> [TASK GOAL]: Print every line of the data word for word.

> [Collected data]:
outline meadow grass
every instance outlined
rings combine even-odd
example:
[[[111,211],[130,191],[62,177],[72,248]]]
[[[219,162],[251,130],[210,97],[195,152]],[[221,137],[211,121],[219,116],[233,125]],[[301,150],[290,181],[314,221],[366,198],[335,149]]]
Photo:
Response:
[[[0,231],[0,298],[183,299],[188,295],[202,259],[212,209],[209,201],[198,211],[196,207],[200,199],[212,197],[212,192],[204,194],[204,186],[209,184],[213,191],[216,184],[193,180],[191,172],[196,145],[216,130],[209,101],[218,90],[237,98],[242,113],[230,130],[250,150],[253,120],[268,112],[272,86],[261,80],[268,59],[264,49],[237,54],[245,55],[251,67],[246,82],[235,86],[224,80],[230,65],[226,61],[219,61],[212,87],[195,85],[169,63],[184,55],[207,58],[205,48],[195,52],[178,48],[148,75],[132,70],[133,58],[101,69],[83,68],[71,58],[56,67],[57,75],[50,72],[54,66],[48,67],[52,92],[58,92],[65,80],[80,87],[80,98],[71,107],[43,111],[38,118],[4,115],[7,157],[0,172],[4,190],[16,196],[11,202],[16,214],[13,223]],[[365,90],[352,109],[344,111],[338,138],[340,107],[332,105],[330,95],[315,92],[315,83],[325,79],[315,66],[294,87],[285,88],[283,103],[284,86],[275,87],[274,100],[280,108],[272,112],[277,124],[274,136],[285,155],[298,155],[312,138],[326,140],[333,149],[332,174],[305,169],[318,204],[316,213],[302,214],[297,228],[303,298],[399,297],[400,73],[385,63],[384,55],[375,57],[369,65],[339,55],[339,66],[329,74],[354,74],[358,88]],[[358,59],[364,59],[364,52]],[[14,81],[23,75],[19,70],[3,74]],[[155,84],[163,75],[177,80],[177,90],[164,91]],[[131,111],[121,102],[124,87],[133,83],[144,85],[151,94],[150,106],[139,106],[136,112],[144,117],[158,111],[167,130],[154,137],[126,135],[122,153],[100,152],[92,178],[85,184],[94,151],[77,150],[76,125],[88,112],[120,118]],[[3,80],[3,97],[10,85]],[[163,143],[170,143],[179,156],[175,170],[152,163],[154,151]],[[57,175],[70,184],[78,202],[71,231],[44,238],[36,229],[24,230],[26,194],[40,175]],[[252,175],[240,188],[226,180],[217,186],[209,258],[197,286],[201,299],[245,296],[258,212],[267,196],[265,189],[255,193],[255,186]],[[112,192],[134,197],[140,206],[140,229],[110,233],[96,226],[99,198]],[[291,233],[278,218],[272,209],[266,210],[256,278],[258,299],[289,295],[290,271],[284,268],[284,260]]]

> [RESPONSE FOR THIS EXERCISE]:
outline meadow grass
every instance outlined
rings combine even-odd
example:
[[[111,211],[130,191],[62,177],[72,248]]]
[[[219,162],[251,130],[210,97],[195,152]],[[221,137],[211,121],[219,116],[233,125]],[[301,150],[290,181],[314,221],[366,198],[335,149]]]
Photo:
Response:
[[[0,231],[0,298],[183,299],[188,295],[202,259],[212,209],[209,201],[198,211],[196,207],[200,199],[212,197],[212,192],[204,194],[204,186],[209,184],[213,191],[216,184],[193,180],[191,172],[196,145],[216,130],[209,101],[218,90],[237,98],[242,113],[230,130],[250,150],[253,120],[268,112],[272,86],[261,80],[268,59],[264,49],[237,54],[245,55],[251,67],[246,82],[235,86],[224,80],[230,65],[226,61],[219,61],[212,87],[195,85],[169,63],[184,55],[207,58],[205,48],[195,52],[178,48],[148,75],[132,70],[133,58],[101,69],[83,68],[71,58],[56,67],[57,75],[50,72],[54,66],[48,67],[52,92],[58,92],[65,80],[80,87],[80,98],[71,107],[43,111],[38,118],[4,115],[7,157],[0,172],[4,190],[16,196],[11,202],[16,214],[13,223]],[[365,90],[352,109],[344,111],[338,138],[340,107],[332,105],[330,95],[315,92],[315,83],[325,79],[315,66],[294,87],[285,88],[283,103],[284,86],[275,87],[274,100],[280,108],[272,112],[277,124],[274,136],[285,155],[298,155],[312,138],[326,140],[333,149],[332,174],[305,169],[318,204],[316,213],[302,214],[297,228],[303,298],[399,297],[400,73],[385,63],[384,55],[375,57],[369,65],[339,55],[339,66],[329,74],[354,74],[358,88]],[[358,59],[364,59],[364,52]],[[14,81],[23,75],[19,70],[3,74]],[[155,84],[163,75],[177,80],[177,90],[164,91]],[[131,111],[121,102],[124,87],[133,83],[144,85],[151,94],[150,106],[139,106],[136,112],[144,117],[158,111],[167,130],[154,137],[126,135],[122,153],[100,152],[92,178],[85,184],[94,151],[77,150],[76,125],[88,112],[120,118]],[[3,80],[3,97],[10,85]],[[163,143],[170,143],[179,156],[175,170],[152,163],[154,151]],[[57,175],[70,184],[78,202],[71,231],[44,238],[36,229],[24,230],[26,194],[40,175]],[[252,175],[240,188],[226,180],[217,186],[209,258],[197,286],[201,299],[245,296],[258,212],[267,196],[265,189],[255,193],[255,186]],[[112,192],[134,197],[140,206],[140,229],[110,233],[96,226],[99,198]],[[291,233],[278,218],[272,209],[266,210],[256,278],[258,299],[289,295],[290,271],[284,268],[284,260]]]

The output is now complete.